QUÉ SE PIDE →
Convierte todas las líneas de las filas de abajo en una tabla Markdown con dos columnas, «Número» y «Línea». Numera las líneas en orden y deja fuera las que están en blanco.

>>>>

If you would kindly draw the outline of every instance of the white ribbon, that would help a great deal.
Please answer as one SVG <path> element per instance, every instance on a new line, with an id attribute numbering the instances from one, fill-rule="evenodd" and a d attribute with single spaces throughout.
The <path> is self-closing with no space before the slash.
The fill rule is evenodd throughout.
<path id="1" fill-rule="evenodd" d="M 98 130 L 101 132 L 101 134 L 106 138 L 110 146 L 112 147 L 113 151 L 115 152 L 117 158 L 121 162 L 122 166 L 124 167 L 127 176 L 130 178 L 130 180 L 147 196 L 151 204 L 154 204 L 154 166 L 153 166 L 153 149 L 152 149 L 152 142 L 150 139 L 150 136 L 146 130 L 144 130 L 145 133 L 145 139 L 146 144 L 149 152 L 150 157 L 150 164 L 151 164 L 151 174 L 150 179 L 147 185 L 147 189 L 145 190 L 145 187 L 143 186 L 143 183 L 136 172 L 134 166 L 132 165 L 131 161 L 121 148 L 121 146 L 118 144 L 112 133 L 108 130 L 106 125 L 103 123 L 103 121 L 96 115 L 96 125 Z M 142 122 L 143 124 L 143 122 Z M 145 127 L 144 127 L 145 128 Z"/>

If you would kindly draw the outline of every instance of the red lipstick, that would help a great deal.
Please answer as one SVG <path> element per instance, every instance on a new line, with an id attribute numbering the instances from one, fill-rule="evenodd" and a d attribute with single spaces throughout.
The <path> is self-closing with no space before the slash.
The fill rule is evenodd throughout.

<<<<

RESULTADO →
| Número | Línea |
|---|---|
| 1 | If you would kindly draw the outline of every instance of the white ribbon, that would help a great deal. |
| 2 | Please answer as one SVG <path> element per instance, every instance on a new line, with an id attribute numbering the instances from one, fill-rule="evenodd" and a d attribute with single spaces throughout. |
| 3 | The <path> is self-closing with no space before the slash. |
| 4 | The fill rule is evenodd throughout. |
| 5 | <path id="1" fill-rule="evenodd" d="M 98 130 L 101 132 L 101 134 L 106 138 L 110 146 L 112 147 L 113 151 L 115 152 L 117 158 L 121 162 L 122 166 L 124 167 L 127 176 L 130 178 L 130 180 L 147 196 L 151 204 L 154 204 L 154 166 L 153 166 L 153 149 L 152 149 L 152 142 L 150 139 L 150 136 L 146 130 L 144 130 L 145 133 L 145 139 L 146 144 L 149 152 L 150 157 L 150 164 L 151 164 L 151 174 L 150 179 L 147 185 L 147 189 L 145 190 L 145 187 L 143 186 L 143 183 L 136 172 L 134 166 L 132 165 L 131 161 L 121 148 L 121 146 L 118 144 L 112 133 L 108 130 L 106 125 L 103 123 L 103 121 L 96 115 L 96 125 Z M 142 122 L 143 124 L 143 122 Z M 145 127 L 144 127 L 145 128 Z"/> |
| 6 | If you would kindly draw the outline of every instance of the red lipstick, that would help a great deal. |
| 7 | Please answer as one SVG <path> element per instance, every instance on a new line, with an id attribute numbering the instances from one, fill-rule="evenodd" and a d attribute with single spaces throughout. |
| 8 | The <path> is self-closing with no space before the slash. |
| 9 | The fill rule is evenodd throughout. |